Arrange the lines of the rows below as a Markdown table with the columns Num and Text. Put each line's number under Num and the line itself under Text, and leave out the blank lines.

* Data supplied
****
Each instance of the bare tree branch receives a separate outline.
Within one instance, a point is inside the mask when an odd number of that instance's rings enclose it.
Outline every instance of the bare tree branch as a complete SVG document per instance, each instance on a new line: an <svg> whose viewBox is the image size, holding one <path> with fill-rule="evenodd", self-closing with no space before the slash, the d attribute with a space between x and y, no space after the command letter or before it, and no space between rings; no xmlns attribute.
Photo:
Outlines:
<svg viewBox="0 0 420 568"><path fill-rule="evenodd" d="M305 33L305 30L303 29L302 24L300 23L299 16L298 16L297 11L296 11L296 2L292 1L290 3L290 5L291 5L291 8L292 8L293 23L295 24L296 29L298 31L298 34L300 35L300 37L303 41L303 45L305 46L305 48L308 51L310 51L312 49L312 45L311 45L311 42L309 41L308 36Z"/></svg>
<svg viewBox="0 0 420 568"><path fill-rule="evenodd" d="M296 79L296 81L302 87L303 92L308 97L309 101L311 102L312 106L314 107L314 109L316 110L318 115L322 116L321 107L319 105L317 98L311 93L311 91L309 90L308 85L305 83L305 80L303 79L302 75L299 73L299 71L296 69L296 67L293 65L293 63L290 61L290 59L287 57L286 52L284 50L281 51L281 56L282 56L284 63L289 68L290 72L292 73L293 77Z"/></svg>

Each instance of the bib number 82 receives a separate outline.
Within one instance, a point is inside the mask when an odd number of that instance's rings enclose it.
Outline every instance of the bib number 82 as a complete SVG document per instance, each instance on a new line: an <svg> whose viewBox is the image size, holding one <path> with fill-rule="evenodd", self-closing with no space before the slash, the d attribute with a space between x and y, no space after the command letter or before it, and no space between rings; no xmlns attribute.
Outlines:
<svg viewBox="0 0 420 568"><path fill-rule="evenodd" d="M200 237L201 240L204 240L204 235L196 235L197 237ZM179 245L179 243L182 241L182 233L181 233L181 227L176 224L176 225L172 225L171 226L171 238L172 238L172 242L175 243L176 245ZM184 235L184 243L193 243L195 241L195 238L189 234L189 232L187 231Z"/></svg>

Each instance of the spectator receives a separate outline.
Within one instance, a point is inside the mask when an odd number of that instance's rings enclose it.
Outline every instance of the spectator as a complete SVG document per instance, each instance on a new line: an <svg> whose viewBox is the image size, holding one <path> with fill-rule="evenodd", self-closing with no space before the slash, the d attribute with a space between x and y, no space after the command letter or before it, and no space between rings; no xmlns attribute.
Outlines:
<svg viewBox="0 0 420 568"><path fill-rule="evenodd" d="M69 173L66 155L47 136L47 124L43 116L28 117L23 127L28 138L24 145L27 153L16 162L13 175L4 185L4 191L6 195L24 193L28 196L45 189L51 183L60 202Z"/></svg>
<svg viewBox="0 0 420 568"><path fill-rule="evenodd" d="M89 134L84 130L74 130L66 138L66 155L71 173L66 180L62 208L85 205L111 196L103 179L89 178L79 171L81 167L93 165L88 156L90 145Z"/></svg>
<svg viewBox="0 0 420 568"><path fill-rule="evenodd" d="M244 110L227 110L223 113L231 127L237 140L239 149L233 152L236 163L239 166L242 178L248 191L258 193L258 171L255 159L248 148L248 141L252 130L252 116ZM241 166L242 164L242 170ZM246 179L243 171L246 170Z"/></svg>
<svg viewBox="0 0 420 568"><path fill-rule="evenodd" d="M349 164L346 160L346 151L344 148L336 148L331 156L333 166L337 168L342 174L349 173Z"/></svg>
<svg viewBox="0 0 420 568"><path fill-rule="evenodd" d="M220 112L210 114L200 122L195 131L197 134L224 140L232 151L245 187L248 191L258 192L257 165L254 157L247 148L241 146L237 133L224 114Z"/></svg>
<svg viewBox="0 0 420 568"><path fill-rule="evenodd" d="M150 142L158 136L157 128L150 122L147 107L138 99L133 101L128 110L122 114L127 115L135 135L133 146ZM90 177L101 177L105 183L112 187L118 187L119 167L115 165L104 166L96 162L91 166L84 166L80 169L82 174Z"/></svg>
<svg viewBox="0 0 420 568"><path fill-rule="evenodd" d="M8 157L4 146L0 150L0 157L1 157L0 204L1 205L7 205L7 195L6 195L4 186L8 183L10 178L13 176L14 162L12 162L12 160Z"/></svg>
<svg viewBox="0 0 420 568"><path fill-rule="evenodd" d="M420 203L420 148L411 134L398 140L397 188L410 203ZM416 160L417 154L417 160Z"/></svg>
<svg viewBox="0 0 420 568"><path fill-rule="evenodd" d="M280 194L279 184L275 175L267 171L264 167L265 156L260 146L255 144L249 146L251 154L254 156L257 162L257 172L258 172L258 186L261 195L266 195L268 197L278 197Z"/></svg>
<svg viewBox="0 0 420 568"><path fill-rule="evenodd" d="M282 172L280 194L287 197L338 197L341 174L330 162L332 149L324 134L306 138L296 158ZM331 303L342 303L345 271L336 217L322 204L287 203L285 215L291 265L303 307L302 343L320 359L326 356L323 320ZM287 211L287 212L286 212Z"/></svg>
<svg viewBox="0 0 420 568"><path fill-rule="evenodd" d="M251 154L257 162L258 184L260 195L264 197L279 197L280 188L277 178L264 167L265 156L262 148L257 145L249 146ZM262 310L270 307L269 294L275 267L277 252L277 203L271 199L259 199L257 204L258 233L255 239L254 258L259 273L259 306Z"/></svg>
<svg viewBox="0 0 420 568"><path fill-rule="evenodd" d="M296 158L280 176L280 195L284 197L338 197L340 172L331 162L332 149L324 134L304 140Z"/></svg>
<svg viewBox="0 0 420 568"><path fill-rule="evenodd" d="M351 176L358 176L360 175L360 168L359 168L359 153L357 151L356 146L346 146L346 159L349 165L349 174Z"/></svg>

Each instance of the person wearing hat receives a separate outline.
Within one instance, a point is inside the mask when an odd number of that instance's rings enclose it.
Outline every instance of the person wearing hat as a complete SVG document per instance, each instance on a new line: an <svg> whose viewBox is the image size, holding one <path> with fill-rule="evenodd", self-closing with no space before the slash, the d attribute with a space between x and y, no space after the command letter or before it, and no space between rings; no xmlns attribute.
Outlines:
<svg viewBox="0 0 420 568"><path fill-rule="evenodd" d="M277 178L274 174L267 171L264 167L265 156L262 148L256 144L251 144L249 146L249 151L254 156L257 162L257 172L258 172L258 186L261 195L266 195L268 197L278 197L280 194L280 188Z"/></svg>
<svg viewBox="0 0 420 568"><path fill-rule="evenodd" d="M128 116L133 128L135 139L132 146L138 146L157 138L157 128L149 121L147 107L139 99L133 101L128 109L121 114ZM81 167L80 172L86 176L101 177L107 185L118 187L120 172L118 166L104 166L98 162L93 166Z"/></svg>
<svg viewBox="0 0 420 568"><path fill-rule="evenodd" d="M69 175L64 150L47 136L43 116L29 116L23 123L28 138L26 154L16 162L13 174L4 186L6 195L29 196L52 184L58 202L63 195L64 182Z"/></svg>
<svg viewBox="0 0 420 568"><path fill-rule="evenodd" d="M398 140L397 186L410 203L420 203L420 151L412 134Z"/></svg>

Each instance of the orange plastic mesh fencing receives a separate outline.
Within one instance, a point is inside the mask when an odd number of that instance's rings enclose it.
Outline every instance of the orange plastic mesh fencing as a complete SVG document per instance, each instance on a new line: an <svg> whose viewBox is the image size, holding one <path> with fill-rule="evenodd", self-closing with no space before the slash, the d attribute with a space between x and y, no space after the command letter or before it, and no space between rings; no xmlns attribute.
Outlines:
****
* Exercise solution
| Num | Text |
|---|---|
| 1 | Each instance of the bare tree branch receives a separate outline. |
| 2 | Within one instance, a point is inside the mask when an odd number of that instance's rings enclose it. |
| 3 | Outline every instance of the bare tree branch as a complete SVG document per instance, each instance on a new line: an <svg> whose viewBox is the image size, holding one <path> with fill-rule="evenodd", self-closing with no space before the slash, the d attribute with a space between x and y, no space after the command letter or before it, and no space between rings; no xmlns attribute. |
| 4 | Photo: |
| 5 | Outlines: |
| 6 | <svg viewBox="0 0 420 568"><path fill-rule="evenodd" d="M305 33L305 30L303 29L302 24L300 23L299 16L298 16L297 11L296 11L296 2L292 1L290 3L290 5L291 5L291 8L292 8L293 23L295 24L296 29L298 31L298 34L300 35L300 37L303 41L303 45L305 46L305 48L308 51L310 51L312 49L312 45L311 45L311 42L309 41L308 36Z"/></svg> |
| 7 | <svg viewBox="0 0 420 568"><path fill-rule="evenodd" d="M296 79L296 81L302 87L303 92L308 97L309 101L311 102L312 106L314 107L314 109L316 110L318 115L322 116L321 107L319 105L317 98L311 93L311 91L309 90L308 85L305 83L305 80L303 79L302 75L299 73L299 71L296 69L296 67L293 65L293 63L290 61L290 59L287 57L286 52L284 50L281 51L281 56L282 56L284 63L289 68L290 72L292 73L293 77Z"/></svg> |
| 8 | Each instance of the bib number 82 receives a separate outline. |
| 9 | Within one instance, a point is inside the mask when an odd number of that instance's rings enclose it. |
| 10 | Outline every instance of the bib number 82 as a complete SVG document per instance, each instance on a new line: an <svg> whose viewBox is the image size, holding one <path> with fill-rule="evenodd", self-closing with no space before the slash, the d attribute with a space between x and y, no space after the command letter or before it, and no space between rings; no xmlns attribute. |
| 11 | Outlines: |
| 12 | <svg viewBox="0 0 420 568"><path fill-rule="evenodd" d="M200 237L201 240L204 240L204 235L196 235L197 237ZM179 245L179 243L182 241L182 233L181 233L181 227L176 224L176 225L172 225L171 226L171 238L172 238L172 242L175 243L176 245ZM184 235L184 243L193 243L195 241L195 238L189 234L189 232L187 231Z"/></svg> |
| 13 | Each instance of the spectator receives a separate outline. |
| 14 | Within one instance, a point is inside the mask when an odd number of that instance's rings enclose it. |
| 15 | Outline every instance of the spectator as a complete SVG document per instance, each instance on a new line: an <svg> whose viewBox is the image size, holding one <path> with fill-rule="evenodd", self-closing with no space before the slash, the d attribute with a space between x and y, no space after the command letter or before it, and no space between rings; no xmlns attribute. |
| 16 | Outlines: |
| 17 | <svg viewBox="0 0 420 568"><path fill-rule="evenodd" d="M69 173L66 155L47 136L47 124L43 116L28 117L23 127L28 138L24 145L27 153L16 162L13 175L4 185L4 191L6 195L24 193L28 196L45 189L51 183L60 202Z"/></svg> |
| 18 | <svg viewBox="0 0 420 568"><path fill-rule="evenodd" d="M89 134L84 130L74 130L66 138L66 155L71 173L66 180L62 208L85 205L111 196L103 179L89 178L79 171L81 167L93 165L88 156L90 145Z"/></svg> |
| 19 | <svg viewBox="0 0 420 568"><path fill-rule="evenodd" d="M244 110L227 110L223 113L231 127L237 140L239 149L233 152L236 163L239 166L242 178L248 191L258 193L258 171L255 159L248 148L248 141L252 130L252 116ZM241 166L242 164L242 170ZM246 179L243 171L246 170Z"/></svg> |
| 20 | <svg viewBox="0 0 420 568"><path fill-rule="evenodd" d="M349 164L346 160L346 151L344 148L336 148L331 156L333 166L337 168L342 174L349 173Z"/></svg> |
| 21 | <svg viewBox="0 0 420 568"><path fill-rule="evenodd" d="M220 112L210 114L200 122L195 131L197 134L224 140L232 151L245 187L248 191L258 192L257 165L254 157L247 148L241 146L237 133L224 114Z"/></svg> |
| 22 | <svg viewBox="0 0 420 568"><path fill-rule="evenodd" d="M150 142L158 136L157 128L150 122L147 107L138 99L133 101L128 110L122 114L127 115L135 135L133 146ZM90 177L101 177L105 183L112 187L118 187L119 167L115 165L104 166L96 162L91 166L84 166L80 169L82 174Z"/></svg> |
| 23 | <svg viewBox="0 0 420 568"><path fill-rule="evenodd" d="M8 157L4 146L0 150L0 157L1 157L0 204L1 205L7 205L7 195L6 195L4 186L8 183L10 178L13 176L14 162L12 162L12 160Z"/></svg> |
| 24 | <svg viewBox="0 0 420 568"><path fill-rule="evenodd" d="M420 203L420 148L411 134L398 140L397 188L410 203ZM416 160L417 154L417 160Z"/></svg> |
| 25 | <svg viewBox="0 0 420 568"><path fill-rule="evenodd" d="M280 194L279 184L275 175L267 171L264 167L265 156L260 146L255 144L249 146L251 154L254 156L257 162L257 172L258 172L258 186L261 195L266 195L268 197L278 197Z"/></svg> |
| 26 | <svg viewBox="0 0 420 568"><path fill-rule="evenodd" d="M282 172L280 194L287 197L338 197L341 174L330 162L332 149L324 134L306 138L296 158ZM331 303L342 303L345 271L336 217L322 204L287 203L285 215L291 265L303 307L302 343L320 359L326 356L323 320ZM287 211L287 212L286 212Z"/></svg> |
| 27 | <svg viewBox="0 0 420 568"><path fill-rule="evenodd" d="M251 154L257 162L258 184L260 195L264 197L279 197L280 188L277 178L264 167L265 156L262 148L257 145L249 146ZM262 310L270 307L269 294L275 267L277 252L277 203L271 199L259 199L257 204L258 233L255 239L254 258L259 273L259 306Z"/></svg> |
| 28 | <svg viewBox="0 0 420 568"><path fill-rule="evenodd" d="M296 158L280 176L280 195L284 197L338 197L340 172L331 162L332 149L324 134L304 140Z"/></svg> |
| 29 | <svg viewBox="0 0 420 568"><path fill-rule="evenodd" d="M351 176L358 176L360 175L360 168L359 168L359 153L357 151L356 146L346 146L346 159L349 165L349 174Z"/></svg> |
| 30 | Each instance of the person wearing hat receives a separate outline. |
| 31 | Within one instance, a point is inside the mask when an odd number of that instance's rings enclose it. |
| 32 | Outline every instance of the person wearing hat as a complete SVG document per instance, each instance on a new line: an <svg> whose viewBox is the image size, holding one <path> with fill-rule="evenodd", self-closing with no space before the slash, the d attribute with a space between x and y, no space after the command letter or before it, and no space between rings; no xmlns attribute. |
| 33 | Outlines: |
| 34 | <svg viewBox="0 0 420 568"><path fill-rule="evenodd" d="M277 178L274 174L267 171L264 167L265 156L262 148L256 144L251 144L249 146L249 151L254 156L257 162L257 172L258 172L258 186L261 195L266 195L268 197L278 197L280 194L280 188Z"/></svg> |
| 35 | <svg viewBox="0 0 420 568"><path fill-rule="evenodd" d="M128 116L133 128L135 139L132 146L138 146L157 138L157 128L149 121L147 107L139 99L133 101L128 109L121 114ZM81 167L80 172L86 176L101 177L107 185L118 187L120 172L118 166L104 166L98 162L93 166Z"/></svg> |
| 36 | <svg viewBox="0 0 420 568"><path fill-rule="evenodd" d="M69 175L64 150L47 136L43 116L29 116L23 123L28 138L26 154L16 162L13 174L4 186L6 195L29 196L52 184L58 202L63 195L64 182Z"/></svg> |
| 37 | <svg viewBox="0 0 420 568"><path fill-rule="evenodd" d="M398 140L397 186L410 203L420 203L420 151L412 134Z"/></svg> |
| 38 | Each instance of the orange plastic mesh fencing receives a separate outline. |
| 39 | Within one instance, a point is inside the mask when an odd number of that instance's rings enclose it. |
| 40 | Outline every instance of the orange plastic mesh fencing as a complete SVG document per instance, each instance on a new line: an <svg> whose viewBox is the image size, holding one <path> with fill-rule="evenodd", self-closing with no space before the slash, the d attribute with a space between x and y, no space after the command letter or before it, and no space between rings; no xmlns attribute. |
| 41 | Outlines: |